- **OBJECTIVE**:
Reproduce the records word for word, from the very start down through the line containing "[68,280,126,317]", including that line.

- **TASK MATERIAL**:
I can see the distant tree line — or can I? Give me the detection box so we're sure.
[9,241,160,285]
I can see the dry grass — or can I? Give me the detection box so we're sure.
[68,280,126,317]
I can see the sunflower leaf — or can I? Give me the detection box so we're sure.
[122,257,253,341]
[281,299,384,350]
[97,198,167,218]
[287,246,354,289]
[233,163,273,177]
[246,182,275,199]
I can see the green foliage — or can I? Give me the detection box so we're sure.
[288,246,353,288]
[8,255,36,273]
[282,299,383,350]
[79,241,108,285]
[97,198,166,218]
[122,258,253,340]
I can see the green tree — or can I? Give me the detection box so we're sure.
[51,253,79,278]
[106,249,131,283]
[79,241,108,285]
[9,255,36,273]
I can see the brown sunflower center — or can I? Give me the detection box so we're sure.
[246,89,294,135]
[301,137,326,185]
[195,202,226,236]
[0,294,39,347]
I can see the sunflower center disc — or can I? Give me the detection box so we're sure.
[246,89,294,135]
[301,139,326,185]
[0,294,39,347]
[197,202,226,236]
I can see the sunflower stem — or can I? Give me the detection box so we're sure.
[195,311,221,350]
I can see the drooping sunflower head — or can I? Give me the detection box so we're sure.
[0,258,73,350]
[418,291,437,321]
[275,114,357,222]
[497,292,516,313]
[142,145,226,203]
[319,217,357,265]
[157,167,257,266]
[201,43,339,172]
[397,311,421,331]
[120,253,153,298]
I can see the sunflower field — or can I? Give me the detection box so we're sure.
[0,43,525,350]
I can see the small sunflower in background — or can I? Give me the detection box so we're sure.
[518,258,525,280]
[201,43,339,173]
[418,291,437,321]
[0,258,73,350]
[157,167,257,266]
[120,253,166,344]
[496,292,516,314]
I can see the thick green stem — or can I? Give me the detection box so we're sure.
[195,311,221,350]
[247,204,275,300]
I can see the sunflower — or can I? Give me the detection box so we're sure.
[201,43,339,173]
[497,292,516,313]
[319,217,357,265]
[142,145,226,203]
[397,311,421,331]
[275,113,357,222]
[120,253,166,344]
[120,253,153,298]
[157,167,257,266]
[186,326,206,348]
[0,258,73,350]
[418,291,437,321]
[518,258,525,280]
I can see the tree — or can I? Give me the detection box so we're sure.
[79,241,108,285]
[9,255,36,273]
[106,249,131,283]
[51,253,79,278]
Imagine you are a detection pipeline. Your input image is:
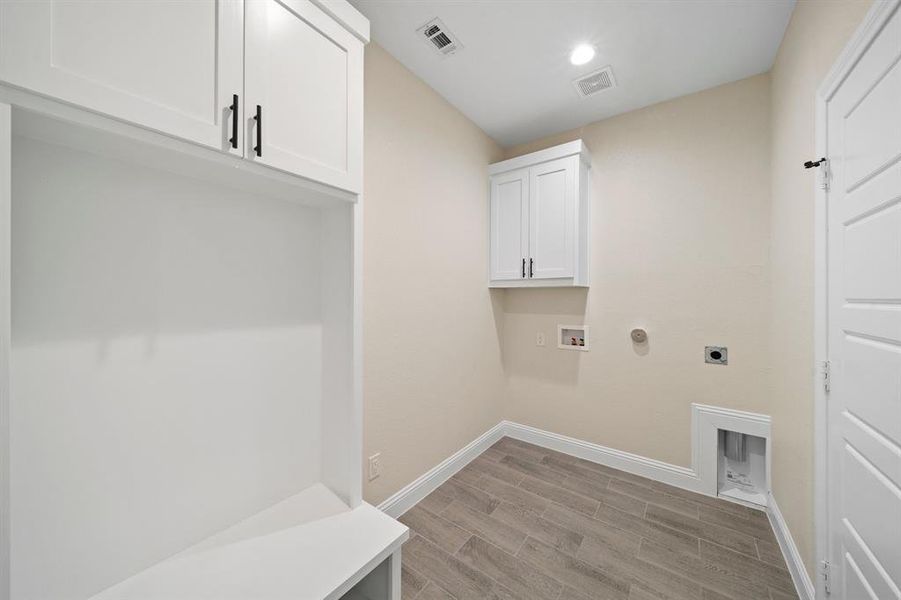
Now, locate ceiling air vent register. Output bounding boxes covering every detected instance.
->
[573,67,616,98]
[416,19,463,56]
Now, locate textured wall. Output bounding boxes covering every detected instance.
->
[769,0,871,573]
[363,44,504,503]
[496,75,770,466]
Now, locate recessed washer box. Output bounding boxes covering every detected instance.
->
[557,325,588,352]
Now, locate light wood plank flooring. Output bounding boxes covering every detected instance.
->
[400,438,797,600]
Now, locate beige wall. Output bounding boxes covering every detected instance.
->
[364,0,870,570]
[496,75,770,466]
[769,0,870,573]
[363,44,504,503]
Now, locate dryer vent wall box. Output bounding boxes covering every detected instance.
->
[488,140,591,288]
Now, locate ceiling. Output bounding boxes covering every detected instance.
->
[350,0,794,146]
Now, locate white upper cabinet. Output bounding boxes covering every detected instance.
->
[490,169,529,281]
[0,0,244,155]
[489,140,591,287]
[245,0,363,192]
[0,0,369,193]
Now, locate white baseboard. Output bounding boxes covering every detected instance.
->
[378,421,504,519]
[502,421,704,493]
[766,492,816,600]
[379,414,815,600]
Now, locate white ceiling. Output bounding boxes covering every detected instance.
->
[350,0,794,146]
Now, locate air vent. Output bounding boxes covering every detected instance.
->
[416,19,463,56]
[573,67,616,98]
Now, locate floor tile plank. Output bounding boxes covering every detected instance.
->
[645,504,757,557]
[457,536,563,600]
[433,477,500,514]
[402,535,494,600]
[757,540,785,567]
[701,540,795,593]
[492,437,548,463]
[595,504,698,554]
[400,559,429,600]
[401,438,797,600]
[519,477,600,515]
[491,502,582,556]
[638,540,769,600]
[576,538,701,600]
[544,504,641,556]
[700,506,776,543]
[398,505,472,554]
[500,456,567,485]
[561,477,647,517]
[416,581,457,600]
[607,478,700,519]
[479,475,550,513]
[516,537,629,600]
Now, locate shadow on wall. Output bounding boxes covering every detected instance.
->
[499,288,590,386]
[12,138,320,346]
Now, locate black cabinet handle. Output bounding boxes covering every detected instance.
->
[228,94,238,148]
[253,104,263,156]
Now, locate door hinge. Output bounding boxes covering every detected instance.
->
[820,560,832,595]
[804,156,831,192]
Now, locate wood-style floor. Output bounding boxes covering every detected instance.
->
[400,438,797,600]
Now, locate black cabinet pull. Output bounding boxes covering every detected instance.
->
[228,94,238,148]
[253,104,263,156]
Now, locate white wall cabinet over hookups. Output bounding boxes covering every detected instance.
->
[0,0,409,600]
[488,140,591,287]
[0,0,369,193]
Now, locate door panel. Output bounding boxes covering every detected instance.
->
[490,169,529,281]
[0,0,244,155]
[529,157,578,279]
[245,0,363,192]
[827,3,901,600]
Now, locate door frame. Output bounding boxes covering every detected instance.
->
[813,0,901,598]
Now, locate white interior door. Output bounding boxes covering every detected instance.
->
[827,3,901,600]
[244,0,363,192]
[490,169,529,281]
[0,0,244,155]
[529,156,578,279]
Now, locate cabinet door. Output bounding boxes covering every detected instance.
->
[490,169,529,281]
[244,0,363,192]
[0,0,244,155]
[529,157,578,279]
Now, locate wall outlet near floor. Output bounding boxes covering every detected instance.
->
[369,452,382,481]
[704,346,729,365]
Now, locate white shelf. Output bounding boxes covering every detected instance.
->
[92,484,409,600]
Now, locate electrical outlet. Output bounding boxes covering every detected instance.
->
[369,452,382,481]
[704,346,729,365]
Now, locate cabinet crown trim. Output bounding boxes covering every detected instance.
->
[488,140,591,175]
[312,0,369,44]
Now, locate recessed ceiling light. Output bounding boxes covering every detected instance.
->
[569,44,594,65]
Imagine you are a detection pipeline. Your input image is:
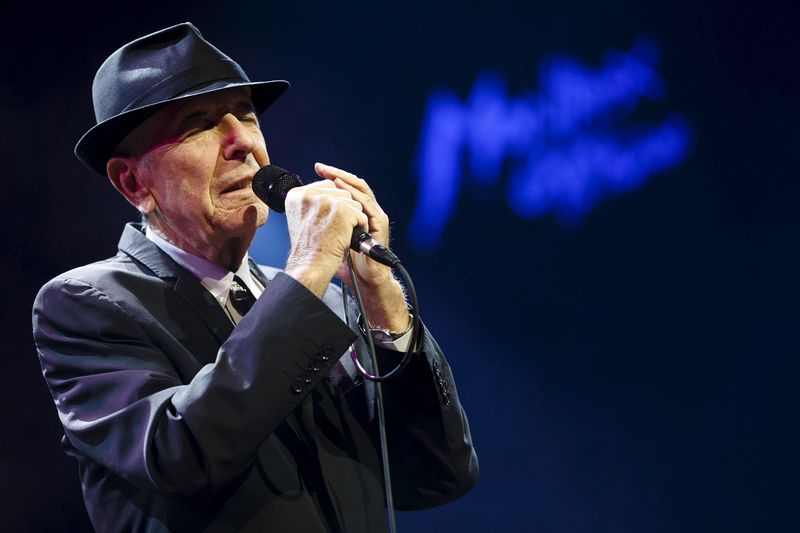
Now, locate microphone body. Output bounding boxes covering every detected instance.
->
[253,165,400,267]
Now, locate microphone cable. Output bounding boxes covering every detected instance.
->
[342,251,422,533]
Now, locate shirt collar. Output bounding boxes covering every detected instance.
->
[145,226,262,305]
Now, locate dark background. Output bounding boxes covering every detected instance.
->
[0,0,800,533]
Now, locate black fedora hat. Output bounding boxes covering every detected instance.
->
[75,22,289,176]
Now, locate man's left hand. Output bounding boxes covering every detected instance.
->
[314,163,409,331]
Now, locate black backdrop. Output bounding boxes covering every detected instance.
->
[0,0,800,532]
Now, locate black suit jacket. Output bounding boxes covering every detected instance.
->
[33,225,477,532]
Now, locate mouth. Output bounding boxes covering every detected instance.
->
[220,178,253,194]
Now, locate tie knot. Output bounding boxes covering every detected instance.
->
[228,276,256,316]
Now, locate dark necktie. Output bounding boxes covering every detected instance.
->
[228,276,256,316]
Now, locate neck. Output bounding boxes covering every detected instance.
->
[147,217,253,272]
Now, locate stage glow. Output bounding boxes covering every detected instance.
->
[408,39,691,250]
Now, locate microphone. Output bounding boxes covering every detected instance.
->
[253,165,400,268]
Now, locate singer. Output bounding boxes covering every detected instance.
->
[33,23,478,533]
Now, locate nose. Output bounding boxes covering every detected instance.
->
[220,113,257,162]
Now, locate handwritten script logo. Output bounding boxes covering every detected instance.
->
[409,39,690,250]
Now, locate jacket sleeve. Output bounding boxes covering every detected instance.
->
[378,329,478,511]
[33,274,354,497]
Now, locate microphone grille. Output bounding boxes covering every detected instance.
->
[253,165,303,213]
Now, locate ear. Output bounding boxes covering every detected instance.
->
[106,157,156,215]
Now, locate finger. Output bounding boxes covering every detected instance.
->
[333,178,385,217]
[314,163,374,198]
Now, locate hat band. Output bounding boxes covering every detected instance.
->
[120,59,250,113]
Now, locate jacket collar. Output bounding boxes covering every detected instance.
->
[118,223,269,344]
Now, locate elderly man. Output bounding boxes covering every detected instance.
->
[33,23,477,532]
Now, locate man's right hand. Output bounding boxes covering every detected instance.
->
[285,180,369,298]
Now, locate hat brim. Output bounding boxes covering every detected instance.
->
[75,80,289,176]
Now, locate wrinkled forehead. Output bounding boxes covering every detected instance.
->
[118,87,255,155]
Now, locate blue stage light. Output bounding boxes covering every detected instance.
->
[408,39,691,250]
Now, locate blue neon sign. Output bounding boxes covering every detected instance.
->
[409,39,691,249]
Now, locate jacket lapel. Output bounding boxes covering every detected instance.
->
[119,223,233,344]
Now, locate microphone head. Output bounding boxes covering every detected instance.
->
[253,165,303,213]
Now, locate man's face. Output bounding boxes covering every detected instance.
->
[126,88,269,257]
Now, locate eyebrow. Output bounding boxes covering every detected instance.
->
[177,98,256,132]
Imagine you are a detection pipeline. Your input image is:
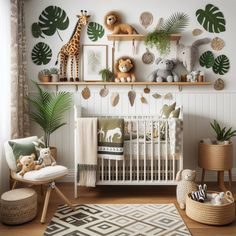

- **RESPONSE FOR THIS EXERCISE**:
I can see the distant tree line — or can I? Give me the detection box so we're sure.
[9,241,160,285]
I can see the dry grass — or can I? Give me the detection box so we're sure.
[68,280,126,317]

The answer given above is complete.